出典:
····················
しかし、そんな MONOCO を取り巻く状況は厳しい。
実際、オンライン・コマース、つまり「EC(電子商取引)」への投資は、今や下火だ。少し前までは、ECといえば、ソーシャルゲームへの投資熱が冷めると共に選ばれるようになった人気の投資銘柄だった。とにかく会員を集めて、マネタイズは広告で、といった安易なビジネスモデルや、射幸心を煽り、人の弱みにつけこむビジネスモデルに比べ、ECは分かりやすく健全なビジネスモデルだ。
····················
提供データ:
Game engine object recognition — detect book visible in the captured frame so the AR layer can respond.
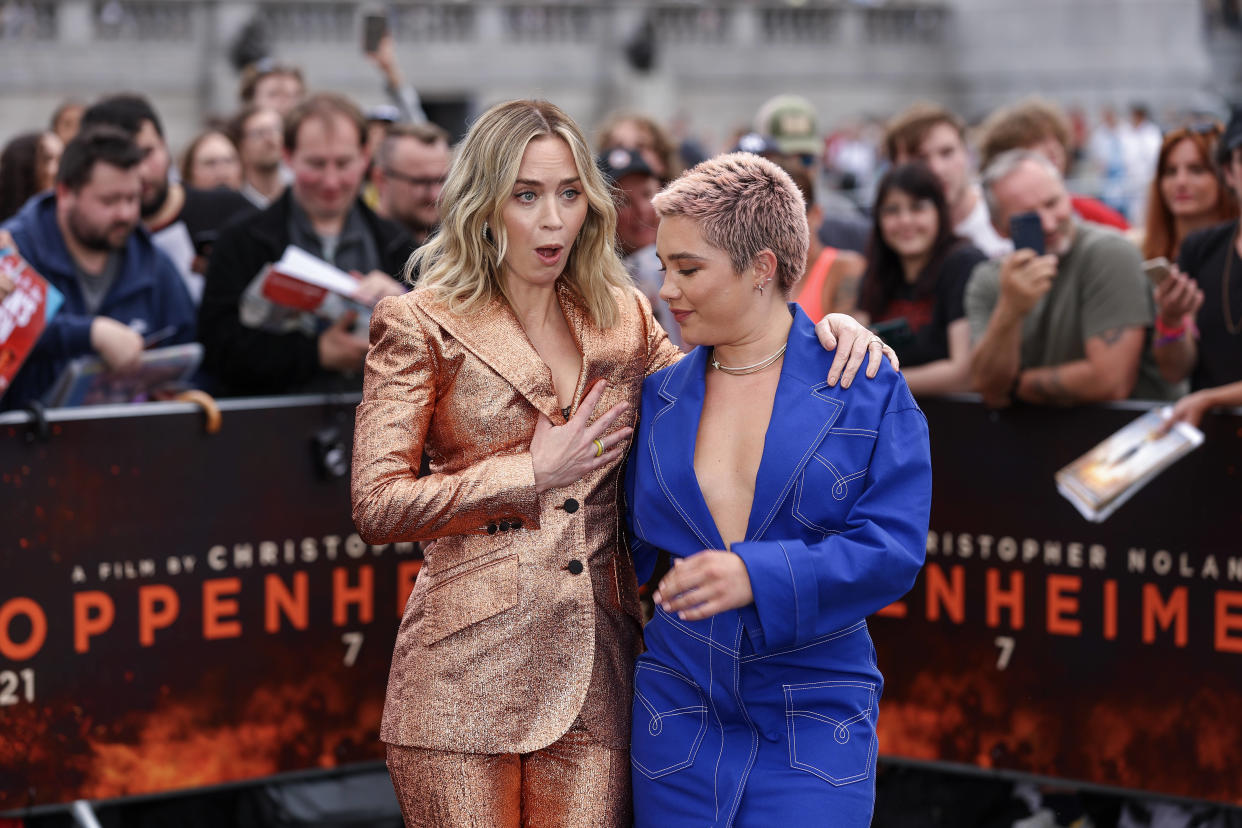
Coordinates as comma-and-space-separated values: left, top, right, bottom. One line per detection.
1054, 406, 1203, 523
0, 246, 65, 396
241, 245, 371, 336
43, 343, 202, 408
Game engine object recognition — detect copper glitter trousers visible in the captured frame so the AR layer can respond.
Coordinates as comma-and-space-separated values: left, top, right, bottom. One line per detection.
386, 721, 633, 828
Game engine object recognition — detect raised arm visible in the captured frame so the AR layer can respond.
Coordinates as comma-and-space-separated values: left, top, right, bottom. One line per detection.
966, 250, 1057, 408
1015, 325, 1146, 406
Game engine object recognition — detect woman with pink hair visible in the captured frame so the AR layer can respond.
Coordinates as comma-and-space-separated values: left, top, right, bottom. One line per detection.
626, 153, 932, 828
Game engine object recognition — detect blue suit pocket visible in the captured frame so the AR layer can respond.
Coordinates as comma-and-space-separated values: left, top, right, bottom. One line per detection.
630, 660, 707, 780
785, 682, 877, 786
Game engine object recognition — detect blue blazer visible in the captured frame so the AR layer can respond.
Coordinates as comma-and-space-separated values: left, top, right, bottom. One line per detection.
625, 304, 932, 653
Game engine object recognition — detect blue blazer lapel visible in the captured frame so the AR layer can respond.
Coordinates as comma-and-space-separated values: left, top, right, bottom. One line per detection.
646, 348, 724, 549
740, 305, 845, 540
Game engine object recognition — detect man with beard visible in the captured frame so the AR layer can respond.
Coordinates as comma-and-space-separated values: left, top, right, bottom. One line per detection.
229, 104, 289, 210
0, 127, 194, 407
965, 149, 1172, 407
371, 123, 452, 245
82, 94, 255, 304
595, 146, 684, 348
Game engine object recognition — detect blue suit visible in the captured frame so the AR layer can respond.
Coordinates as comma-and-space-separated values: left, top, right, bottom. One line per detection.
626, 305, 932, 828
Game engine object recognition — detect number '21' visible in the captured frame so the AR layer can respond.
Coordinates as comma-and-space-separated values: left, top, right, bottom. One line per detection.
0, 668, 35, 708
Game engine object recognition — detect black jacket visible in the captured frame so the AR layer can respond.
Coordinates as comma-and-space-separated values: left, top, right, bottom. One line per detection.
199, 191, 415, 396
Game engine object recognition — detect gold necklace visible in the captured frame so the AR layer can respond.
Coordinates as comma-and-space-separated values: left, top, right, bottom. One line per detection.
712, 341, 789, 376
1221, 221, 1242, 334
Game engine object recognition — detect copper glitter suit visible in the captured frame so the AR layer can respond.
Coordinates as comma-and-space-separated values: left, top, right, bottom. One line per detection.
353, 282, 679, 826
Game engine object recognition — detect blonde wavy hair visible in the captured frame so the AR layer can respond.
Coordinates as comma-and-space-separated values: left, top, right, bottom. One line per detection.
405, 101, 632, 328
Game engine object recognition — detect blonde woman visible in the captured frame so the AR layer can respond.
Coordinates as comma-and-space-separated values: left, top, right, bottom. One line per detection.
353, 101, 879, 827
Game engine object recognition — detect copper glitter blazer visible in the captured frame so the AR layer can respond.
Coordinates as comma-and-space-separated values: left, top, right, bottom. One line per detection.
····················
課題一覧:
a – 出典のうち、「実際、オンライン・コマース、」と「すく健全なビジネスモデルだ。」の間を、両端も含めてそのまま書き写してください。
b – 出典を二文で要約すること。

解答:
a –
実際、オンライン・コマース、つまり「EC(電子商取引)」への投資は、今や下火だ。少し前までは、ECといえば、ソーシャルゲームへの投資熱が冷めると共に選ばれるようになった人気の投資銘柄だった。とにかく会員を集めて、マネタイズは広告で、といった安易なビジネスモデルや、射幸心を煽り、人の弱みにつけこむビジネスモデルに比べ、ECは分かりやすく健全なビジネスモデルだ。

b – MONOCOを取り巻く状況は厳しく、EC（電子商取引）への投資は今や下火になっている。ECは少し前までソーシャルゲームへの投資熱が冷めると共に人気の投資銘柄となったもので、会員集めと広告に頼る安易なビジネスモデルや射幸心を煽るビジネスモデルに比べ、分かりやすく健全なビジネスモデルである。